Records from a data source
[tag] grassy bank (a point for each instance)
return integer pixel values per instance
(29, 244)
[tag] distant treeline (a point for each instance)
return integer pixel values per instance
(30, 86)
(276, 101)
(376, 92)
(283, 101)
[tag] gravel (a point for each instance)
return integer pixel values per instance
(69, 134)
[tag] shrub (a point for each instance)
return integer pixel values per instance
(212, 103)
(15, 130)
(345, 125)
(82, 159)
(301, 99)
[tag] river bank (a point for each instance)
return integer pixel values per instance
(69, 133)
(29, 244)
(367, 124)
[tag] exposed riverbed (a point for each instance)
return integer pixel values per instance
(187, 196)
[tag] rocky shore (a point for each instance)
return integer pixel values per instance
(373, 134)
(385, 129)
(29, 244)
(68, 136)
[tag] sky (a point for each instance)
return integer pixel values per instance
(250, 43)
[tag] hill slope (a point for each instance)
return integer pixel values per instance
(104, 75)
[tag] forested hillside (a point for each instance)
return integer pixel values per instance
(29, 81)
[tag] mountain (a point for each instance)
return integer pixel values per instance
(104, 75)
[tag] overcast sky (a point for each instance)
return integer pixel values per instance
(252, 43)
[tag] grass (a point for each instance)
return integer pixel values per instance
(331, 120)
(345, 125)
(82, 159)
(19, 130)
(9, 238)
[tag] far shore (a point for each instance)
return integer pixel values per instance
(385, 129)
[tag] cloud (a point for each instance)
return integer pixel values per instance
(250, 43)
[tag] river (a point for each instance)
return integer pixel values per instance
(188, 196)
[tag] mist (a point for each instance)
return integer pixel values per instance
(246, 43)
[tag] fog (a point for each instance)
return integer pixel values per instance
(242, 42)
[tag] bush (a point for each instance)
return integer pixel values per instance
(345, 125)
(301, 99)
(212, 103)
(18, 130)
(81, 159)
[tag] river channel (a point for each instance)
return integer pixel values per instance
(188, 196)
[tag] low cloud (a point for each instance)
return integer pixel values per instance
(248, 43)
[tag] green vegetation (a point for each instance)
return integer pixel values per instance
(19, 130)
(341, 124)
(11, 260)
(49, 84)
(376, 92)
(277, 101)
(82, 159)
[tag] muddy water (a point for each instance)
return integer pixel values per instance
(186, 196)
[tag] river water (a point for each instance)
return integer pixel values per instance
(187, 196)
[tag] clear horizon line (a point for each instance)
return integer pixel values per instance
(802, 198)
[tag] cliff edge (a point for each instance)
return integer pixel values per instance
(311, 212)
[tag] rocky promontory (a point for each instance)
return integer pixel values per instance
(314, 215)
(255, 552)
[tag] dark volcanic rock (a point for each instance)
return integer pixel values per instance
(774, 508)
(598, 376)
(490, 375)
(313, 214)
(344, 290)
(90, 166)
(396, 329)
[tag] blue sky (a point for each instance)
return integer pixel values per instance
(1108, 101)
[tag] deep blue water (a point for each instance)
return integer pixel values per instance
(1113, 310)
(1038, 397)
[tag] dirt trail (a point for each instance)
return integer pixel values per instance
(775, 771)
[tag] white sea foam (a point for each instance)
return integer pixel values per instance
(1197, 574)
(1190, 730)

Exercise brief: Using the data above, print exactly the lines from the line that contains "[tag] mist (a point for each instance)" through the line that contains "[tag] deep blue", with both included.

Exercise response:
[tag] mist (a point for each instance)
return integer pixel values per instance
(246, 43)
[tag] fog (a point for each instance)
return integer pixel values per instance
(242, 42)
[tag] bush (a point for each instance)
return integer pixel values per instance
(345, 125)
(301, 99)
(212, 103)
(18, 130)
(81, 159)
[tag] river channel (a point for each instance)
return integer pixel values per instance
(188, 196)
[tag] low cloud (a point for each instance)
return integer pixel values per instance
(248, 43)
[tag] green vegetation (a point for each instance)
return integer pixel values per instance
(19, 130)
(341, 124)
(11, 260)
(49, 84)
(376, 92)
(277, 101)
(82, 159)
[tag] muddy water (a point for each instance)
return integer pixel values per instance
(186, 196)
[tag] river water (a point for each instance)
return integer pixel values per instance
(187, 196)
[tag] clear horizon line (a point for each instance)
return integer pixel values per instance
(802, 198)
[tag] cliff edge (a point for each instance)
return integer pixel values per instance
(311, 212)
[tag] rocky promontory (a point for each instance)
return integer pixel values per instance
(314, 215)
(255, 552)
[tag] dark volcanic rock (a point for each instance)
return integer pixel values per instance
(774, 508)
(598, 376)
(490, 375)
(313, 214)
(344, 290)
(90, 166)
(396, 329)
[tag] blue sky (a point for each instance)
return integer pixel values per instance
(1108, 101)
[tag] deep blue water (a point for each instance)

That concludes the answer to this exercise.